Spending too much time playing video games may increase your risk of developing neurological disorders such as Alzheimer's disease, says a new study.
Playing too much video games could lower functional brain activity in the hippocampus that plays a major role in memory formation and spatial navigation, the researchers said.
"People who spend a lot of time playing video games may have reduced hippocampal integrity, which is associated with an increased risk of neurological disorders such as Alzheimer's disease," said Gregory West, assistant professor at the University of Montreal in Canada.
While video game players exhibit more efficient visual attention abilities, they are also much more likely to use navigation strategies that rely on the brain's reward system (the caudate nucleus) and not the brain's spatial memory system (the hippocampus), the findings showed.
Video gamers now spend a collective three billion hours per week in front of their screens. In fact, it is estimated that the average young individual would have spent some 10,000 hours gaming by the time they are 21, the study noted.

Work instruction:
Write the next part of the video games and brain health article, picking up after its final sentence. The data that follows plays no part in this work.

[Stored items]
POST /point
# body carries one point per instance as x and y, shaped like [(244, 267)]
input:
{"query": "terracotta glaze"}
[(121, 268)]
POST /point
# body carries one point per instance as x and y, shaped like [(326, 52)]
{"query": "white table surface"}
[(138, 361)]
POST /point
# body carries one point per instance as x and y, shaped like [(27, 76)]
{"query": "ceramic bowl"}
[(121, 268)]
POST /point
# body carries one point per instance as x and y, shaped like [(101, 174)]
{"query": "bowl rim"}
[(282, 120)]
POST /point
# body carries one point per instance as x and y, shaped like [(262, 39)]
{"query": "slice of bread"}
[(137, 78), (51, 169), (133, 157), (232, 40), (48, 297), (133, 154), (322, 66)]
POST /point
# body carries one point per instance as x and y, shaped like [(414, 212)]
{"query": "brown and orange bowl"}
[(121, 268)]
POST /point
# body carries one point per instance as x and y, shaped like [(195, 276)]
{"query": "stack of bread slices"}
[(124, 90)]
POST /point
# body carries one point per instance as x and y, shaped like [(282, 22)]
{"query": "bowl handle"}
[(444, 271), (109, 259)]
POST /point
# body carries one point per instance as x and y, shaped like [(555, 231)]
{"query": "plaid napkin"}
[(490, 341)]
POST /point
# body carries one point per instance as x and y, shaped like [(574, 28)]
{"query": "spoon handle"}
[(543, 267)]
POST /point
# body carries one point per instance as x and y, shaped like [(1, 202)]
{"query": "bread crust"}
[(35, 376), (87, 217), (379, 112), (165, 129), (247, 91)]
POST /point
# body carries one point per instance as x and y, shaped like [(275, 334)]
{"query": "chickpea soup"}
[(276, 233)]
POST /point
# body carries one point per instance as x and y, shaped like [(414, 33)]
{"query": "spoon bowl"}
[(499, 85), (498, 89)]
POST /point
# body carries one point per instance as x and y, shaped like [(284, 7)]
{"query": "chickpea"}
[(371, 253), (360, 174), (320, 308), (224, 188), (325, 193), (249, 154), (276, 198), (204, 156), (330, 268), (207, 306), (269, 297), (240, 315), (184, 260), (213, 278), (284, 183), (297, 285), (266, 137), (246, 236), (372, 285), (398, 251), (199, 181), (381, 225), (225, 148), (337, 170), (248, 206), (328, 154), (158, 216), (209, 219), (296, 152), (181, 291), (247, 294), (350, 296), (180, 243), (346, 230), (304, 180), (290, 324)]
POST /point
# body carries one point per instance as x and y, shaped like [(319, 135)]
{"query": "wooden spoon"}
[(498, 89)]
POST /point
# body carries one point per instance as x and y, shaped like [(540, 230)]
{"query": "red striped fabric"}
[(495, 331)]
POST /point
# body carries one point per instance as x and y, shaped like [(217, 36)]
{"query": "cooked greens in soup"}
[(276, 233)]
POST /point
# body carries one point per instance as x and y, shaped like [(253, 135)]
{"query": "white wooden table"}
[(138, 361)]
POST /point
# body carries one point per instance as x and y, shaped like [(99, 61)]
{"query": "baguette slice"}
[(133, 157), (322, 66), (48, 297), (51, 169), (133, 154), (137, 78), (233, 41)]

Response below:
The study was conducted among a group of adult gamers who were spending at least six hours per week on this activity.
"For more than a decade now, research has demonstrated that action video game players display more efficient visual attention abilities, and our current study has once again confirmed this notion," first author West added.
"However, we also found that gamers rely on the caudate-nucleus to a greater degree than non-gamers. Past research has shown that people who rely on caudate nucleus-dependent strategies have lower grey matter and functional brain activity in the hippocampus."
The study was published in the journal Proceedings of the Royal Society B.